Data for the task below:

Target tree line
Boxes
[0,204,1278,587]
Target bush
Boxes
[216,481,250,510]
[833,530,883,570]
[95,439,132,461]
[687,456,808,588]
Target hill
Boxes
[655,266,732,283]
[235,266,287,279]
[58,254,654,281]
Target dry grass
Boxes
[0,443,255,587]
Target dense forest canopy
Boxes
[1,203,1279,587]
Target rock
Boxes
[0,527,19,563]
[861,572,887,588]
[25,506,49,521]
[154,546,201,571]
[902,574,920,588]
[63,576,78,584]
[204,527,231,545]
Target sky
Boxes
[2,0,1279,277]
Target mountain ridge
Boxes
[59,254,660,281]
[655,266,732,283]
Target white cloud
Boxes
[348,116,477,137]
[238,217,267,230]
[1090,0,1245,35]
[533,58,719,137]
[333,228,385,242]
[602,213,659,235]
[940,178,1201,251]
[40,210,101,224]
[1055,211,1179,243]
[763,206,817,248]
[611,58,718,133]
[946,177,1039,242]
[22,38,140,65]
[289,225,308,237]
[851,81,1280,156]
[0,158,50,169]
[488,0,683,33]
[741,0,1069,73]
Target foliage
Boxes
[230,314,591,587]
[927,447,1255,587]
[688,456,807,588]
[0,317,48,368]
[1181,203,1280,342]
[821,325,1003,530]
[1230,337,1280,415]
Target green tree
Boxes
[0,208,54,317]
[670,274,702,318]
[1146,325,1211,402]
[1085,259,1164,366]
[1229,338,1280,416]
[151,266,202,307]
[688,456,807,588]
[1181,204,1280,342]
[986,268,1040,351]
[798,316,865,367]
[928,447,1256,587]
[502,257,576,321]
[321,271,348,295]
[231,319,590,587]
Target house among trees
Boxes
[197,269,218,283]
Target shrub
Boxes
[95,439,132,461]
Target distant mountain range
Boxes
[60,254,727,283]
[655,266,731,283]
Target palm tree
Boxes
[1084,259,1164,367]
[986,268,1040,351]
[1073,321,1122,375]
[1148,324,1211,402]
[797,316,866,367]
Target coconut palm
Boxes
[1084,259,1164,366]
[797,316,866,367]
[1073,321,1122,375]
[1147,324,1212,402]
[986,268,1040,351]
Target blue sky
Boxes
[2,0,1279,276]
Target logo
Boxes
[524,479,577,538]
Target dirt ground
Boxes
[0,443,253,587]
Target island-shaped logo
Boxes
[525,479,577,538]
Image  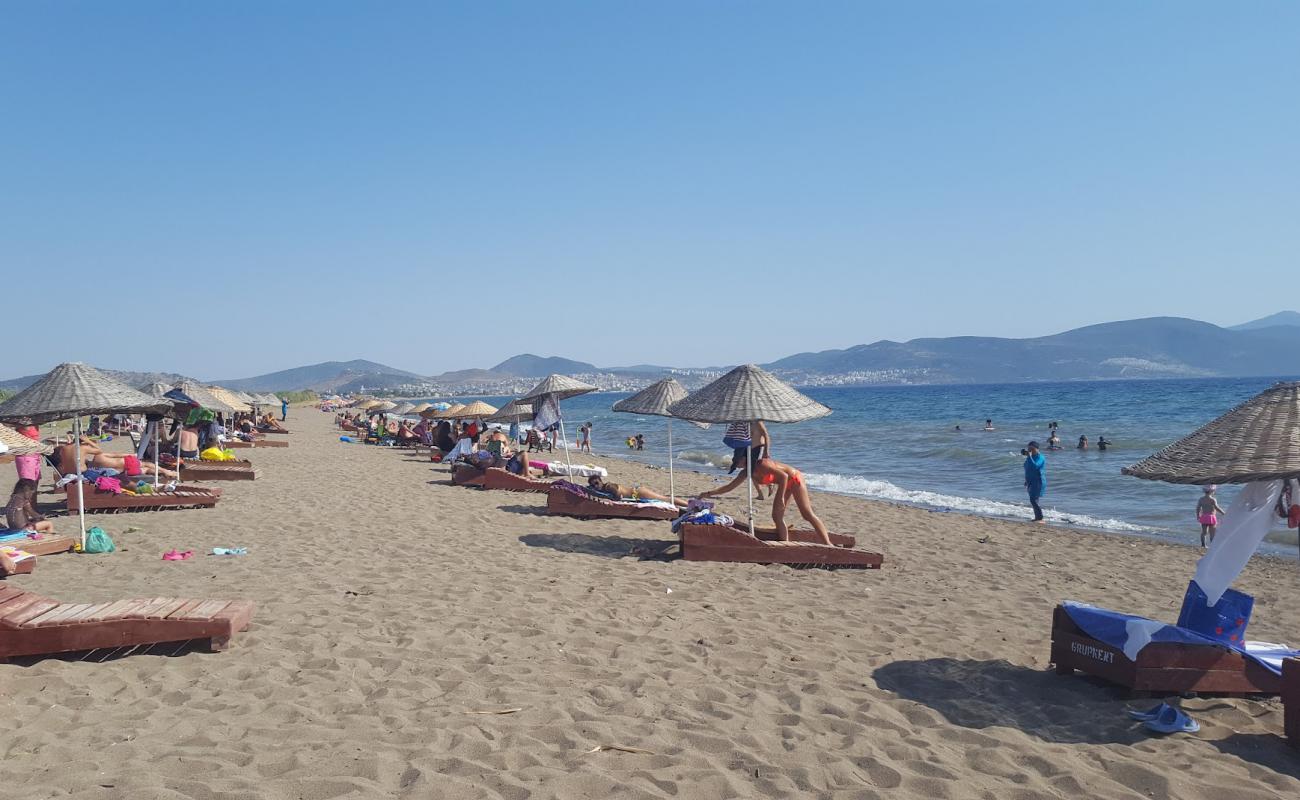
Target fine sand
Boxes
[2,410,1297,799]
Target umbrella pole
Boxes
[154,421,160,483]
[74,415,87,548]
[559,416,575,478]
[668,418,675,505]
[746,442,754,536]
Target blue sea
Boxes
[425,377,1300,557]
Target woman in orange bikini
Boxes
[697,454,833,546]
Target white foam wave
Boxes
[676,450,733,469]
[803,472,1147,533]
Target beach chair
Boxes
[481,467,553,493]
[1048,604,1290,696]
[1284,658,1299,748]
[178,459,256,482]
[0,530,77,557]
[545,481,680,521]
[1,547,36,576]
[450,462,487,487]
[526,429,553,453]
[0,584,254,662]
[677,521,881,568]
[65,483,222,514]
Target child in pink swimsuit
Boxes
[1197,486,1226,548]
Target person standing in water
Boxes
[1097,436,1109,452]
[984,419,995,431]
[1023,441,1047,523]
[1197,486,1226,547]
[1077,435,1088,450]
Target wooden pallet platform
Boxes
[65,484,221,514]
[0,531,77,557]
[179,459,256,482]
[546,484,680,521]
[1284,658,1299,747]
[679,522,881,568]
[481,468,554,493]
[0,585,254,661]
[1049,605,1283,696]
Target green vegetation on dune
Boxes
[277,390,319,404]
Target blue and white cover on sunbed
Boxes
[1062,601,1299,675]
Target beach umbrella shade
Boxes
[612,378,691,503]
[139,381,174,399]
[486,399,532,424]
[453,400,498,419]
[0,362,172,546]
[370,400,398,413]
[668,364,831,533]
[207,386,252,413]
[519,374,598,479]
[174,382,237,414]
[389,402,415,416]
[433,403,467,419]
[1123,381,1300,485]
[408,402,432,415]
[0,423,53,456]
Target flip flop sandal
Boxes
[1126,703,1170,721]
[1144,705,1200,734]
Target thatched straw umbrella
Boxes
[175,382,237,415]
[1123,382,1300,485]
[433,403,467,420]
[0,363,170,545]
[208,386,252,414]
[1123,381,1300,603]
[612,378,690,503]
[486,399,531,424]
[409,402,433,416]
[453,400,498,420]
[520,375,598,478]
[669,364,830,533]
[0,423,53,456]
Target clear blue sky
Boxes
[3,2,1297,380]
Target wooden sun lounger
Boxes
[0,531,77,557]
[678,522,881,568]
[1049,605,1283,696]
[1284,658,1299,747]
[179,459,256,482]
[546,483,680,521]
[65,484,222,514]
[226,438,287,449]
[0,585,254,661]
[687,521,857,549]
[450,463,487,487]
[481,467,554,493]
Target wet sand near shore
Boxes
[2,410,1297,799]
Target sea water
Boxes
[427,377,1300,556]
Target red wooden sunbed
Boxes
[546,483,680,521]
[0,584,254,661]
[678,522,881,568]
[0,531,77,557]
[481,467,553,493]
[1049,604,1283,696]
[179,459,256,481]
[690,520,856,548]
[65,484,221,514]
[225,439,287,449]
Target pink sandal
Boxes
[162,549,194,561]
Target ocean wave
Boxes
[803,472,1149,533]
[676,449,733,470]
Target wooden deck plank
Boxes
[180,599,229,621]
[20,603,73,628]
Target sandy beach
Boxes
[2,408,1297,800]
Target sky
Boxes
[3,2,1298,380]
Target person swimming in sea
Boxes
[954,424,961,432]
[1077,435,1088,450]
[1097,436,1109,452]
[983,419,995,431]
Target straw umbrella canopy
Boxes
[208,386,252,414]
[432,403,467,419]
[519,374,598,403]
[175,382,237,414]
[612,378,690,503]
[486,399,532,424]
[519,374,598,477]
[234,391,261,408]
[390,402,416,416]
[370,400,398,413]
[0,362,172,546]
[668,364,831,533]
[0,423,53,456]
[409,402,433,415]
[140,381,174,399]
[453,400,498,420]
[1122,381,1300,485]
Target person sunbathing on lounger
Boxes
[55,437,179,480]
[586,476,689,508]
[697,456,833,546]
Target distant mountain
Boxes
[766,317,1300,383]
[491,354,597,377]
[1231,311,1300,331]
[219,360,421,392]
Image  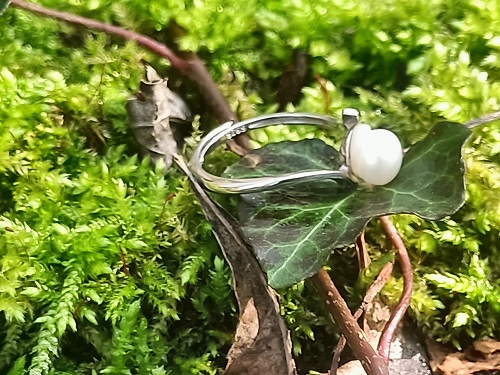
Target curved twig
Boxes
[10,0,251,154]
[311,269,389,375]
[330,261,394,374]
[377,216,413,361]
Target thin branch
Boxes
[72,297,90,318]
[377,216,413,361]
[356,232,370,272]
[313,73,331,114]
[10,0,251,154]
[330,261,394,374]
[464,111,500,129]
[118,247,130,276]
[355,232,370,346]
[10,0,187,68]
[311,268,389,375]
[356,262,395,327]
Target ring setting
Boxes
[189,109,404,194]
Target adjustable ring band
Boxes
[189,112,351,194]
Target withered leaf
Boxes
[127,66,296,374]
[428,339,500,375]
[174,156,297,375]
[127,64,192,169]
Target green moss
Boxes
[0,0,499,373]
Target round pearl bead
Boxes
[347,124,403,186]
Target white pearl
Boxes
[347,124,403,185]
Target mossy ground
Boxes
[0,1,499,374]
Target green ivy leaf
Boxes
[225,122,472,288]
[0,0,11,16]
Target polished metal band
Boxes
[189,112,353,194]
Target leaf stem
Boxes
[9,0,251,154]
[377,216,413,360]
[310,268,389,375]
[464,111,500,129]
[330,261,394,374]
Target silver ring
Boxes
[189,111,358,194]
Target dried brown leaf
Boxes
[472,339,500,357]
[174,156,297,375]
[128,66,296,374]
[428,339,500,375]
[127,65,191,169]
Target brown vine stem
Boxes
[311,269,389,375]
[10,0,251,154]
[329,108,500,366]
[330,261,394,374]
[377,216,413,361]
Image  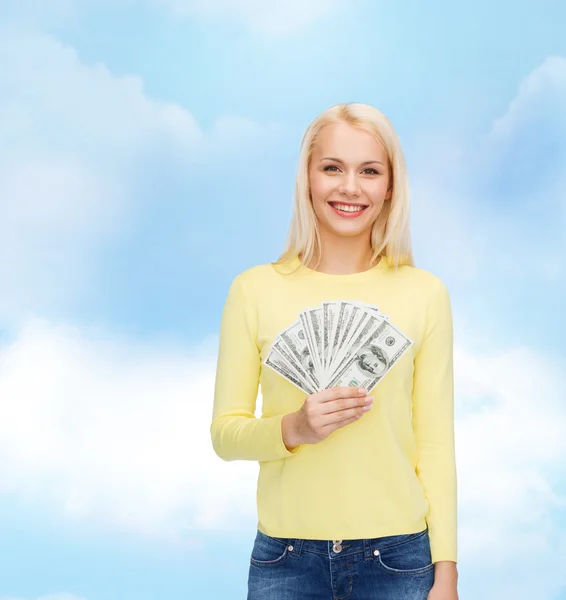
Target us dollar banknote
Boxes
[263,300,412,395]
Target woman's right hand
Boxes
[294,386,375,445]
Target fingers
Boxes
[318,386,367,403]
[317,386,372,417]
[302,386,374,442]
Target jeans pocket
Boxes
[375,529,434,575]
[250,530,290,568]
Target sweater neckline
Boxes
[287,253,389,282]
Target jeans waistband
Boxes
[259,527,429,559]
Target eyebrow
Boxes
[321,157,384,166]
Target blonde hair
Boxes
[271,103,415,273]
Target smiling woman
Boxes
[211,102,459,600]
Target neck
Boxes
[304,232,379,275]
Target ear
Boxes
[385,187,393,200]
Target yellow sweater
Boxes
[210,254,458,563]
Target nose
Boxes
[338,171,361,197]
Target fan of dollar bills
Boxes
[263,300,414,395]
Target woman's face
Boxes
[308,121,392,239]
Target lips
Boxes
[328,202,369,219]
[328,202,369,208]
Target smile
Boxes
[328,202,368,217]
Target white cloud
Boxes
[0,26,200,149]
[0,26,281,327]
[482,55,566,277]
[1,0,355,36]
[409,55,566,283]
[0,25,198,325]
[453,333,566,599]
[0,317,260,548]
[157,0,354,36]
[489,55,566,141]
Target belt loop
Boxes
[288,537,303,556]
[363,537,373,560]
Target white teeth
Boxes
[331,203,366,213]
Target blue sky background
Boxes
[0,1,565,599]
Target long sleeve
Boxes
[210,273,303,462]
[411,278,458,564]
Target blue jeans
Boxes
[247,527,435,600]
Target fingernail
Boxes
[365,396,374,403]
[358,387,367,394]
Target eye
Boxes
[322,165,380,175]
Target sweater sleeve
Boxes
[412,278,458,564]
[210,273,304,462]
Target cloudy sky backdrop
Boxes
[0,1,565,598]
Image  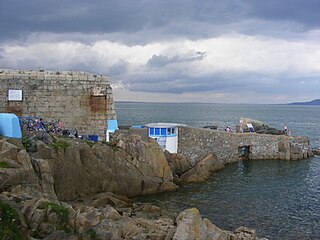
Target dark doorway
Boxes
[239,146,251,160]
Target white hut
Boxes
[145,123,185,153]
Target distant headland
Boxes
[288,99,320,105]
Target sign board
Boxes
[8,89,23,101]
[246,123,253,128]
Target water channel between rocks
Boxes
[133,157,320,240]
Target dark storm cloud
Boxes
[0,47,4,59]
[147,51,206,68]
[247,0,320,27]
[125,70,320,97]
[0,0,147,41]
[108,60,130,76]
[122,71,261,94]
[1,0,319,43]
[1,0,319,103]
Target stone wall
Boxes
[178,126,313,164]
[0,69,117,140]
[111,128,149,142]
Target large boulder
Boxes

End of Data for the task.

_Exercise_: For this task, copy every line of the material in which "beach" appears.

_Result for this exercise_:
Target beach chair
Target beach umbrella shade
Target sandy beach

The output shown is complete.